• _Listed records_:
>>>

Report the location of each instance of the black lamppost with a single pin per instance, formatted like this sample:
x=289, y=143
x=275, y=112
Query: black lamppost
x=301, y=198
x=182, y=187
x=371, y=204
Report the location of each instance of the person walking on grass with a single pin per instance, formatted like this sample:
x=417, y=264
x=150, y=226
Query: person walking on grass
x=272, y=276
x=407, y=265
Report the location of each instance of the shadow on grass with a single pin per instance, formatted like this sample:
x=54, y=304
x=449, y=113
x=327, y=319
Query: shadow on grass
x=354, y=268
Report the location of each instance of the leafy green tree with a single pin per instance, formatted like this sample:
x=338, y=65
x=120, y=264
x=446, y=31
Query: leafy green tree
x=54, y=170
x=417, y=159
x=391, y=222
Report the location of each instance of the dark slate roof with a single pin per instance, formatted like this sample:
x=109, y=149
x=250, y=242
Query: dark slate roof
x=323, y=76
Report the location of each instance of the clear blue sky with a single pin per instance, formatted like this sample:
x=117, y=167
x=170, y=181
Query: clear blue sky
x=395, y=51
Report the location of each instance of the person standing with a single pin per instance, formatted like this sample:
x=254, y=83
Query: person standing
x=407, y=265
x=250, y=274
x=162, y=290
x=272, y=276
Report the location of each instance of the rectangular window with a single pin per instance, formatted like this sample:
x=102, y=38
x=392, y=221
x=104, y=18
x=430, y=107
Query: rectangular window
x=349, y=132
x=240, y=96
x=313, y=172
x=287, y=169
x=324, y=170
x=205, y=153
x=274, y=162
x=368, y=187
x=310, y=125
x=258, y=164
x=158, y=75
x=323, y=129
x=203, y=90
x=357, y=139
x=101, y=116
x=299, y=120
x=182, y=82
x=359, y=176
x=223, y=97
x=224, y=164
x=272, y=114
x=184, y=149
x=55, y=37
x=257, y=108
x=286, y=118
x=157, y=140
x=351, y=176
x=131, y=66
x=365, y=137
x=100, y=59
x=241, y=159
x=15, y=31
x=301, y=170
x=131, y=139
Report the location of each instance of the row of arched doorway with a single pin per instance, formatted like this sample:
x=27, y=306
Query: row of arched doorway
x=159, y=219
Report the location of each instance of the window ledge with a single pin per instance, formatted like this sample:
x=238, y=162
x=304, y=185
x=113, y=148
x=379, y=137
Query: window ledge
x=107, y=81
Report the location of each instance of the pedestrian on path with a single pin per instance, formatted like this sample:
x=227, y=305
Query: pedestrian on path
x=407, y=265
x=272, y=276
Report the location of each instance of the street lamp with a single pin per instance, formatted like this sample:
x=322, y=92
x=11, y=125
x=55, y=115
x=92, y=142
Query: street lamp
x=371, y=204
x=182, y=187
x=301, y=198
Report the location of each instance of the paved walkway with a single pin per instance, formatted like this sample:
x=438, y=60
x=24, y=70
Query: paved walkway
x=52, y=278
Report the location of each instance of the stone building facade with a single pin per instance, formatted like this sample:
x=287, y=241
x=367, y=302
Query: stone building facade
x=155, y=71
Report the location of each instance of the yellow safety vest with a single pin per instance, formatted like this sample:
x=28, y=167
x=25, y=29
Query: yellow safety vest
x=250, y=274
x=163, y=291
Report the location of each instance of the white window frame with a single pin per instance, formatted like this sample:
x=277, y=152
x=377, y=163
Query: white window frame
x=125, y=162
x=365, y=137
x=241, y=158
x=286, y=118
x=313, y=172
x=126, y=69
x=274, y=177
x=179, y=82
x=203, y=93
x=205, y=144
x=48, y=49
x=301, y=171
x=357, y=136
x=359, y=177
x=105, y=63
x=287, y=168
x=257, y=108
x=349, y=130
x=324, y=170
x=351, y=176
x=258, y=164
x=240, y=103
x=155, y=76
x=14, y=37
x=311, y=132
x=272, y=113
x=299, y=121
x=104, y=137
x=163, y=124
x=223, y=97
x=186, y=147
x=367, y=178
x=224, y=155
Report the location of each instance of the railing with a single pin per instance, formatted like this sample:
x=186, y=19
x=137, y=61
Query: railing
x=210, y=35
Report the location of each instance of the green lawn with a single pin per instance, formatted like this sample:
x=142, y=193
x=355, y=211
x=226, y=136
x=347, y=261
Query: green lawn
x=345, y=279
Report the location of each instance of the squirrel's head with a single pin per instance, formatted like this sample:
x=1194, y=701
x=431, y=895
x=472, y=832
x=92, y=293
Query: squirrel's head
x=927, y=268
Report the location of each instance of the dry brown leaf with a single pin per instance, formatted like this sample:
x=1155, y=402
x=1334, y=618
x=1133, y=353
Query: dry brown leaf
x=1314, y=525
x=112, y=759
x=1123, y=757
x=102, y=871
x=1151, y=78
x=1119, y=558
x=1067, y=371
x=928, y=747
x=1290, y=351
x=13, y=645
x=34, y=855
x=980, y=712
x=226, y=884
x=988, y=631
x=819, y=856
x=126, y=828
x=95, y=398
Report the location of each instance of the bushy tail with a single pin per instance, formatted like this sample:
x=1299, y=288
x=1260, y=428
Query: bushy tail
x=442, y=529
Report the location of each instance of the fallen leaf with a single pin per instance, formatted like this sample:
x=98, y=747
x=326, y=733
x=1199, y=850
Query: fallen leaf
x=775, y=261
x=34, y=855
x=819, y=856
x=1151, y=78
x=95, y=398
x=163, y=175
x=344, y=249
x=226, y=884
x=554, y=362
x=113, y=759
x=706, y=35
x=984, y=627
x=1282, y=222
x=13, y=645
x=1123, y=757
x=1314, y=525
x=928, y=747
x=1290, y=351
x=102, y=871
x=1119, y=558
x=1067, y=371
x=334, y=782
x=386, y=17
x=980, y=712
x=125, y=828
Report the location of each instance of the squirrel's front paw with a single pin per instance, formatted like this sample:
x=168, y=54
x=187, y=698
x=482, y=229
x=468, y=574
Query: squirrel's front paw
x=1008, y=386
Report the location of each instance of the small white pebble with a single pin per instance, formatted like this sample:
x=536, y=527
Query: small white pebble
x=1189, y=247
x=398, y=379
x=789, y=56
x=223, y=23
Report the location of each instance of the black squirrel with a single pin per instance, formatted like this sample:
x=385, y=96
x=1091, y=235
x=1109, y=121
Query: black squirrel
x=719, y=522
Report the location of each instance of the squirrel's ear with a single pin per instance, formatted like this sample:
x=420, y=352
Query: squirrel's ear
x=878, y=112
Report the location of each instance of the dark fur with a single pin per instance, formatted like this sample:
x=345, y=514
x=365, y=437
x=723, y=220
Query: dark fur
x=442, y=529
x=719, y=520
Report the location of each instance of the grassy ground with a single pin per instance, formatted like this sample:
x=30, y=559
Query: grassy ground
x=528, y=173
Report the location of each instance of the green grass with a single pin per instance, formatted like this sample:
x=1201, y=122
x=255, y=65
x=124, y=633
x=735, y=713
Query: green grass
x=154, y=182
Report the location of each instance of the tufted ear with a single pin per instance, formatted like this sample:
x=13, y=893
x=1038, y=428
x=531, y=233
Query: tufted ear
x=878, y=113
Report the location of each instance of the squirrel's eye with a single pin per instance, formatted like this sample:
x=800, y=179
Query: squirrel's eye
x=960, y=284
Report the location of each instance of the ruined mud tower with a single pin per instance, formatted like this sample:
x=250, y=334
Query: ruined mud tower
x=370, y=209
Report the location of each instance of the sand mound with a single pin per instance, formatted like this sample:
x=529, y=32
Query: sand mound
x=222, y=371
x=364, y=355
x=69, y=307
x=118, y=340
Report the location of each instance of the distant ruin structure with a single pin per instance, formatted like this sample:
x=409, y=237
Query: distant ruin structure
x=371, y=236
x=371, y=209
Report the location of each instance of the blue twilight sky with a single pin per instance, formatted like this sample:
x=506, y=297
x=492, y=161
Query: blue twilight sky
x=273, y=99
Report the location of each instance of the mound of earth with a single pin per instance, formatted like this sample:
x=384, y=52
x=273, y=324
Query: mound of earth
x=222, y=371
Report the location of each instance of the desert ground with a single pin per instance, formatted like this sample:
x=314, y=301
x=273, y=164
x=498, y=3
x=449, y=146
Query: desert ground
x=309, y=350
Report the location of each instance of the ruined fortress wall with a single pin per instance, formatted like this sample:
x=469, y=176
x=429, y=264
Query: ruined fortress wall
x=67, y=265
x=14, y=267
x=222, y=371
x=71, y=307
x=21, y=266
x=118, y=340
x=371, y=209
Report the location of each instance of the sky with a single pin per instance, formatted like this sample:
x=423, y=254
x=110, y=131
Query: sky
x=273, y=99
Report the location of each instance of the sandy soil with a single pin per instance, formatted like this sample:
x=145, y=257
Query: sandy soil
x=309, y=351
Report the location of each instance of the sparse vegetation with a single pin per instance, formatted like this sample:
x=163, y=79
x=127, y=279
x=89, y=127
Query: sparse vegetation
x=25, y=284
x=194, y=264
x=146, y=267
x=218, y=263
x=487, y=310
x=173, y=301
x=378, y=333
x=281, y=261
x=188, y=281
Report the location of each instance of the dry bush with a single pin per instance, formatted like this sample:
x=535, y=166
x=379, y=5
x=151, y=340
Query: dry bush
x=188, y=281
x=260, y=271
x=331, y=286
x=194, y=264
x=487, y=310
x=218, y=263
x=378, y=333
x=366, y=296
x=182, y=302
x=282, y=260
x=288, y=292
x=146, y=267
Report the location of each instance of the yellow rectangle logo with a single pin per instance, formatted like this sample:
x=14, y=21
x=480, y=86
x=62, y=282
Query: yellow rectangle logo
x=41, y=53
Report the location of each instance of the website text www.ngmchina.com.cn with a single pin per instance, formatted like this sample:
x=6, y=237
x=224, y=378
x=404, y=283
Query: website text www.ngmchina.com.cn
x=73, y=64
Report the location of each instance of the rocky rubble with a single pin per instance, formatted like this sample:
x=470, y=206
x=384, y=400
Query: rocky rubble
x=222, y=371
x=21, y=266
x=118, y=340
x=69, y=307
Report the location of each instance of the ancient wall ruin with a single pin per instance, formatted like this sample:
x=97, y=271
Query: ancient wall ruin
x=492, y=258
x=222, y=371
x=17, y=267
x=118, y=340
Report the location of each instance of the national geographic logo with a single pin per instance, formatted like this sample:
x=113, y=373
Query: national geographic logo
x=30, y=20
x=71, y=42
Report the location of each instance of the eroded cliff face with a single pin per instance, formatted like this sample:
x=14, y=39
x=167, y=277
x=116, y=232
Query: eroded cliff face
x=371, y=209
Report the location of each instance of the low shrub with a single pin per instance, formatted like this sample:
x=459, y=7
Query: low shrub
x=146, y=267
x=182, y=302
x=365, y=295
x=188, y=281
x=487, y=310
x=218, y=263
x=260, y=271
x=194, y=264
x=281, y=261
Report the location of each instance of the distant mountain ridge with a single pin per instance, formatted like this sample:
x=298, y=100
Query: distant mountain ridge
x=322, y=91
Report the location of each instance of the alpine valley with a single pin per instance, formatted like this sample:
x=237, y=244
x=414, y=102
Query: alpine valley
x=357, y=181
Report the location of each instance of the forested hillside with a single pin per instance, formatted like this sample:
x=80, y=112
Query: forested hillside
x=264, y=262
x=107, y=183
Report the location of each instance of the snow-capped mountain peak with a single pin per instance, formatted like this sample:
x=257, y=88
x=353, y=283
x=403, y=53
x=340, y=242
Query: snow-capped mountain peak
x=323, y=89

<<<

• _Aim of the exercise_: Each line from the one with "x=237, y=244" through the last line of the records above must be retyped exactly, and no other line may be given.

• _Exercise answer_:
x=237, y=244
x=414, y=102
Query: alpine valley
x=357, y=181
Report the location of each instance of the forested hillside with a single pin per instance, formatted like this sample:
x=80, y=112
Query: forested hillside
x=264, y=262
x=107, y=183
Report the location of each instance of the snow-capped mountain peak with a single pin per instance, formatted like this sample:
x=257, y=88
x=353, y=283
x=403, y=53
x=340, y=242
Query: snow-capped mountain peak
x=323, y=89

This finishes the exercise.